TASK REQUIREMENTS
In the listing below, find the line containing "Query: red and navy uniform top of crouching man" and the line containing "the red work". Repeat exactly those two lines and every line between them, nothing more.

DATA FOR PROCESSING
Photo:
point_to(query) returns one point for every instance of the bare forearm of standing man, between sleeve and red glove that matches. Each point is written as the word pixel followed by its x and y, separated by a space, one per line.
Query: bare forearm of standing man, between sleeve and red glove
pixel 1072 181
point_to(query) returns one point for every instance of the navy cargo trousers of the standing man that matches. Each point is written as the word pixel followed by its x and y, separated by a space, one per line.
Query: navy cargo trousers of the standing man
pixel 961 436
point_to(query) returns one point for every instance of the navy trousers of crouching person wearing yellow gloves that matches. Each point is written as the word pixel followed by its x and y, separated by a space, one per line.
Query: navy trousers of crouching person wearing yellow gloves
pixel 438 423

* * *

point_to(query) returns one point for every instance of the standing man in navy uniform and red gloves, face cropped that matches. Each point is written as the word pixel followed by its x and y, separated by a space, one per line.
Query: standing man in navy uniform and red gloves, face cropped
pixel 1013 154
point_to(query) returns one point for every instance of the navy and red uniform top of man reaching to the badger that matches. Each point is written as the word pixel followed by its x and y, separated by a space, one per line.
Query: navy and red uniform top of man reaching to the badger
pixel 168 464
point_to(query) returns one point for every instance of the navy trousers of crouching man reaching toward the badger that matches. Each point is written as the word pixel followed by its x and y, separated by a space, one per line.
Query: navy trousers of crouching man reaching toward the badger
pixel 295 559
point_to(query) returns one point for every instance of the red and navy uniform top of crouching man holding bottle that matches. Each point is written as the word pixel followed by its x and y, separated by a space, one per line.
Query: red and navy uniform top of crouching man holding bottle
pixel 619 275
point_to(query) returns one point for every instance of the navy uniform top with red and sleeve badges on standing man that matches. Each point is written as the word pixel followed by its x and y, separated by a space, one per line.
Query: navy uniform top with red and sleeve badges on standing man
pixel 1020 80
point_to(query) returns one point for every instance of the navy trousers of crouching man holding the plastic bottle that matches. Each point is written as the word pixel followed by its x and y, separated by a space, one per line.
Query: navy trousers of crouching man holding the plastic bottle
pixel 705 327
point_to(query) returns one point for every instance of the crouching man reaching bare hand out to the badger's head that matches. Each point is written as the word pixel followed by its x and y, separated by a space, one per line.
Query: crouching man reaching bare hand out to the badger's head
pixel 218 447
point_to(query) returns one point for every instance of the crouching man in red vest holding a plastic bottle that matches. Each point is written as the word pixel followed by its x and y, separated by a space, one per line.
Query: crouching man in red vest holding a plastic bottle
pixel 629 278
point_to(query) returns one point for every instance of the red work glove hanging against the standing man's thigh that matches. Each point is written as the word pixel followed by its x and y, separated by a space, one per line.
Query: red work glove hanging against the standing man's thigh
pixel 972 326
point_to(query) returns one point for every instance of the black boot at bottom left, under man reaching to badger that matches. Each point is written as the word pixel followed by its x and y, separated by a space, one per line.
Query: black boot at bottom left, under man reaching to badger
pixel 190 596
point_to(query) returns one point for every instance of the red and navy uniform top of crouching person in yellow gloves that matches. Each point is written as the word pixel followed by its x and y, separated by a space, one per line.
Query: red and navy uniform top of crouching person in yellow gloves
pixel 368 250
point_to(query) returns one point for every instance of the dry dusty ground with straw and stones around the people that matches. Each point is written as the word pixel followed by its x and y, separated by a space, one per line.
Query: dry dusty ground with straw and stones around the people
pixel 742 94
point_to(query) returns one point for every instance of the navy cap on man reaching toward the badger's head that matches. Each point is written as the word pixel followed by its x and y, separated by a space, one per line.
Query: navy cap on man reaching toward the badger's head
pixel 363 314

SOLUTION FOR THIS EXERCISE
Query: red and navy uniform top of crouching man holding bottle
pixel 619 275
point_to(query) returns one point for every instance of the navy uniform top with red and sleeve badges on standing man that matches. Each point is written as the word pixel followed by its x and y, separated by a space, one per line.
Query: navy uniform top with red and sleeve badges on standing man
pixel 1020 80
point_to(query) returns one point for every instance of the navy trousers of crouching man holding the plastic bottle that matches. Each point is written as the word pixel followed by its x and y, separated by a space, one per line.
Query: navy trousers of crouching man holding the plastic bottle
pixel 705 327
point_to(query) returns one point for every instance of the crouching man reaching bare hand out to the badger's head that matches. Each point is written as the word pixel followed by its x and y, separated by a space, one per line.
Query: crouching man reaching bare hand out to the badger's head
pixel 218 447
point_to(query) returns one point for every instance of the crouching man in red vest holding a plastic bottle that matches. Each point is written as the word pixel followed by its x and y, separated by a space, one per line.
Query: crouching man in red vest holding a plastic bottle
pixel 629 278
point_to(query) returns one point for every instance of the red work glove hanging against the standing man's thigh that matches. Each point is written as the word pixel followed by its x and y, separated by a space, one per line.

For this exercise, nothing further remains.